WORK ORDER A -> From the text on titanium forming, pull out everything from "Alan, the purpose" down to "the atmosphere (Wikipedia)!", word for word.
WORK ORDER B -> In the text on titanium forming, at which trade fair will Fraunhofer present the project's initial results?
WORK ORDER C -> Carry on the text on titanium forming from the point where it stops.

SELECTED EXTRACT ->
- Opening Delimiter -

Fraunhofer will be presenting the initial results of the project at the EuroBlech trade fair, October 23 to 27 in Hannover, Germany. If the promise of the new process works out, we may see titanium used for more things than fighter jets and sporks in the near future.

Source: Fraunhofer

About the Author
David Szondy David Szondy is a freelance writer based in Monroe, Washington. An award-winning playwright, he has contributed to Charged and iQ magazine and is the author of the website Tales of Future Past. All articles by David Szondy

David, you left out of your article an interesting fact about titanium. Everybody knows about its uses as a metal, but the single largest commercial use of titanium ores mined in the United States is in the creation of pigments. Titanium oxide is used to make white paint.

Alan Mudd

"Special film"? Come on Gizmag, commit journalism and leave the PFM (pure f-- magic, a technical term) out for the Popular Science crowd. If this was truly repeatable and commercializable, vs something out of a PhD's sandbox, the film would be identified...and should be openly shared if real science was involved.


this article is a little vague. first you say "hydroforming" with a special forming tool in neutral gases (which?) and then you say "forged by hydraulic pressure". the forming i'm used to uses pressure and sometimes spinning. i expected using water pressure to form. forging is usually considered heating to a high temperature and using tools to reshape the metal. so are they using hydraulic pressure to push specially coated tools into the titanium while it is heated in neutral gases???

Alan, the purpose of the article to present an alterative to current forming process that works well at a lower temperatures and minimizes

damage to tooling as well as the material. Paint pigments and the metal-forming processes are completely diferent processes.

Kevin Frothngham

Eventually, I would like to see more titanium in car components. It would result in tremendous weight savings, better handling and fuel savings. Heck, give me a titanium bicycle.

At that high temperature, even inert gasses like nitrogen react. They probably use another inert gas like argon which is 23 times more abundant than CO2 in the atmosphere (Wikipedia)!

As for the special coating, I doubt the Germans have something like this:


Fretting Freddy the Ferret pressing the Fret

Actually, it's not that hard to form titanium - if it was, you wouldn't see titanium watches or cheap jewelry available. Cheap ways of machining titanium where pioneered by CERN in the early '80s as they needed non-magnetic tools to work on their particle accelerator. Pretty much any CNC system can handle it with the right tooling.

- Closing Delimiter -

INFORMATION SUPPLIED ->
- Opening Delimiter -

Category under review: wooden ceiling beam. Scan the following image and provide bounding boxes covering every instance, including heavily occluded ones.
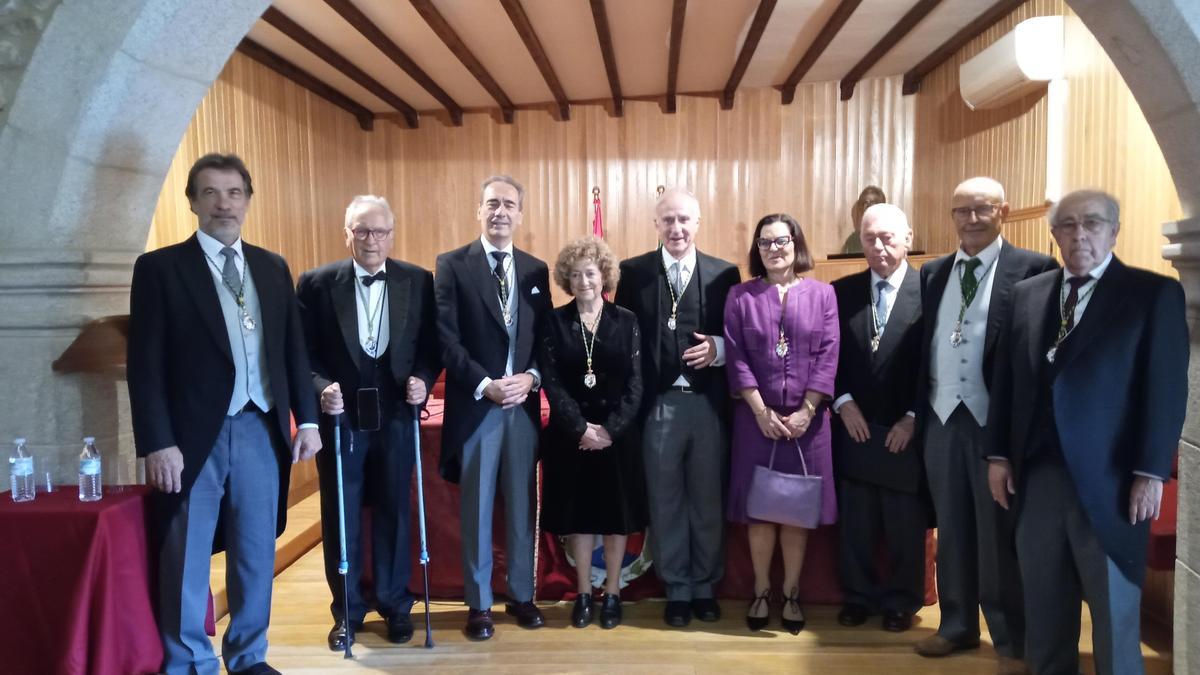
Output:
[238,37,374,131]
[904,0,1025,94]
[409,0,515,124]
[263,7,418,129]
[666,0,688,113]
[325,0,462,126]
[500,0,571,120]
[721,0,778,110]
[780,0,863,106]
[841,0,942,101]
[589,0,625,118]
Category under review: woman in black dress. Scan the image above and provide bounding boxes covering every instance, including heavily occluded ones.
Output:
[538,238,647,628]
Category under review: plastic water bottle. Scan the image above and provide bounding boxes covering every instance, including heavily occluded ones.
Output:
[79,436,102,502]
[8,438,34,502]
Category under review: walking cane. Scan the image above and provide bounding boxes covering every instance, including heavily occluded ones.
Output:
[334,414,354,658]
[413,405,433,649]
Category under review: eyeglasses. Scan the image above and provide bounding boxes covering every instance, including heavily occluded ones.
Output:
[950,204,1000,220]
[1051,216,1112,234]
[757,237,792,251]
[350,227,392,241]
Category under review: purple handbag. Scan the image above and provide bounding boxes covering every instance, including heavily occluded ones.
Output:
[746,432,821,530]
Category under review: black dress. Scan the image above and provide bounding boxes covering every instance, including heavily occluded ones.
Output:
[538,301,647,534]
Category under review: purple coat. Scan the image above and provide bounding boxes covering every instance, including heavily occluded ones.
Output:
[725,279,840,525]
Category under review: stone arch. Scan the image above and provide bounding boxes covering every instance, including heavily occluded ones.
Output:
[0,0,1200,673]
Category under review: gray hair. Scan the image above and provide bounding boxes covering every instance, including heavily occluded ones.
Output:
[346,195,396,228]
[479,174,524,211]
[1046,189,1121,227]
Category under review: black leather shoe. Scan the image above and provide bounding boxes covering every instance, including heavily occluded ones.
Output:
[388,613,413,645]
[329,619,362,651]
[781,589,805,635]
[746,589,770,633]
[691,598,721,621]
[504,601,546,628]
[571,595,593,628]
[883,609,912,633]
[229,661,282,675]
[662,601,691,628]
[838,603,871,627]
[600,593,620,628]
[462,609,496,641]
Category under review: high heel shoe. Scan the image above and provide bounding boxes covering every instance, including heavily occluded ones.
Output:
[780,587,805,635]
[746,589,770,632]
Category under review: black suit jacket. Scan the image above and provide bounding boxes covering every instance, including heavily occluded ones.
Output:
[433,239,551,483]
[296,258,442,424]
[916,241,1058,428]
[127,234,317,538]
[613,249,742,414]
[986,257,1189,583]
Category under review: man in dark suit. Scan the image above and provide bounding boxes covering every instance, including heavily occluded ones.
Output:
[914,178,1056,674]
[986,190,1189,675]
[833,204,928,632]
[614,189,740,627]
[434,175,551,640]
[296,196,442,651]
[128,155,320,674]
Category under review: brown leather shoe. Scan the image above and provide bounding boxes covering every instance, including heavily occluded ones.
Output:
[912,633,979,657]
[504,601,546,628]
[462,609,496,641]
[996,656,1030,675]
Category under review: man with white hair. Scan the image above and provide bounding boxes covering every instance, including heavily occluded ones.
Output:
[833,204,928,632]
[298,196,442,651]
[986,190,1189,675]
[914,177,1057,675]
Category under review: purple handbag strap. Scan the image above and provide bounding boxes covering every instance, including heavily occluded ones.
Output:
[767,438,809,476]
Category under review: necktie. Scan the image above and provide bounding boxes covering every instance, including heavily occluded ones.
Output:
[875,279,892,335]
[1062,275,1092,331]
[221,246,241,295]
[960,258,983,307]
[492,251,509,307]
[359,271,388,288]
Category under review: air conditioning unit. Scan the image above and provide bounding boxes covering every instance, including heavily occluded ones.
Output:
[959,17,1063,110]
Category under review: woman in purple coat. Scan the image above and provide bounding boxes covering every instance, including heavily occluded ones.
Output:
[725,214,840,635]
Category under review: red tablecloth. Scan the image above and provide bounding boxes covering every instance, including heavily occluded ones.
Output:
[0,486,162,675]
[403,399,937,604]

- Closing Delimiter -

FINAL ANSWER A ->
Alan, the purpose of the article to present an alterative to current forming process that works well at a lower temperatures and minimizes

damage to tooling as well as the material. Paint pigments and the metal-forming processes are completely diferent processes.

Kevin Frothngham

Eventually, I would like to see more titanium in car components. It would result in tremendous weight savings, better handling and fuel savings. Heck, give me a titanium bicycle.

At that high temperature, even inert gasses like nitrogen react. They probably use another inert gas like argon which is 23 times more abundant than CO2 in the atmosphere (Wikipedia)!

FINAL ANSWER B -> The EuroBlech trade fair, October 23 to 27 in Hannover, Germany.

FINAL ANSWER C ->
What's actually holding titanium back is it's cost. It's very, very expensive to produce, even more than aluminum (and I don't think you can recycle it). Which is why it's mostly only used for smaller things unless the structural properties are required.

That said, working with titanium as a sheet material is very difficult (BTDT, not fun). It requires a lot of high heat to form, which makes it much harder to use in mass production. Maybe this will help for those types of applications. Then again, they now use high-temperature presses for HT steel...

Chris Maresca
Titanium bicycles already exist. They tend to be very expensive but used titanium bikes are affordable by many people. There are also titanium revolvers common in .38 calibers. Many people can not use them as the pistol is so lite in weight that the kick back is far more severe. Those revolvers are under $500. which puts them at the same price as less exotic pistols and they carry like a dream. Jim Sadler

Titanium is great, but more advances have been made in the last few years with steel and aluminum to keep new technologies in titanium working/forming to be discovered. New high strength steel is being processed and put into cars due to the discoveries of altering its micro structure. Also Ferrari and Alcoa have been doing research for years on aluminum development and have avoided going down the total carbon fiber path like Lamborghini.

Fraunhofer had developed a process years ago for producing high strength metal foams. You don't hear anything about them anymore.